### PASSAGE
......

When the keyboard is so far away that the computer cannot understand the signals that are being transmitted, it objects by giving out a little beep. Aside from the difficulty of typing with one hand, while holding the keyboard with the other, the infra-red link makes the keyboard ideal to use on the knees while reclining in an armchair.

At first sight the keyboard is a little tacky and resembles an oversized Oric. After a while it becomes quite easy to use although touch typists will not like it. An odd feature is the way the letters and functions of the keys are not printed on the keytops but above them, on the backplate. From a normal typing position, with the keyboard level, it is not possible to see what the keys do. The solution to this problem is to use the little clip down legs on the bottom back of the keyboard to enable it to be tilted at a better angle.

All of the keys are colour coded, making the function and Alt key combinations easy to follow. The ten programmable functions are obtained by pressing the green function key and then the appropriate number.

There does appear to be a little problem with the keyboard buffer when using the function keys in Basic. If a long word is defined into a key and then the key is held down, eventually the buffer fills up and the key reverts from producing its function and produces the key number instead. This is not a major problem but it is a hitch which can prove confusing.

There is an optional keyclick that can be turned on or off, but is hardly necessary since the keyboard does have a positive feel and there isn't really any doubt as to whether a key has been pressed or not.


The Basic supplied on cartridge is far superior to the internal ROM version and gives access to a whole host of commands including a set of interrupt traps for the keyboard, a light pen, the joysticks and the on-board timer. In addition to these, there is a White loop, a trace function and full RS232 controls.

As Basics go, this one is a very comprehensive version of the standard Microsoft.

The PCDOS is version 2.10, which is very similar to version 2.0. All the normal commands are available, and although no manual was supplied with the review machine, presumably one comes with the disk upgrade.

......

### CHALLENGE 1
Write out the computer review word for word, starting at "The PCDOS is" and ending at "the disk upgrade.".
### CHALLENGE 2
According to the computer review, how are the ten programmable functions obtained?

### PROVIDED DATA
......

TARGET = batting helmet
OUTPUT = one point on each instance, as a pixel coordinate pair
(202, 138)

......

### EXERCISE ANSWER 1
The PCDOS is version 2.10, which is very similar to version 2.0. All the normal commands are available, and although no manual was supplied with the review machine, presumably one comes with the disk upgrade.

### EXERCISE ANSWER 2
By pressing the green function key and then the appropriate number.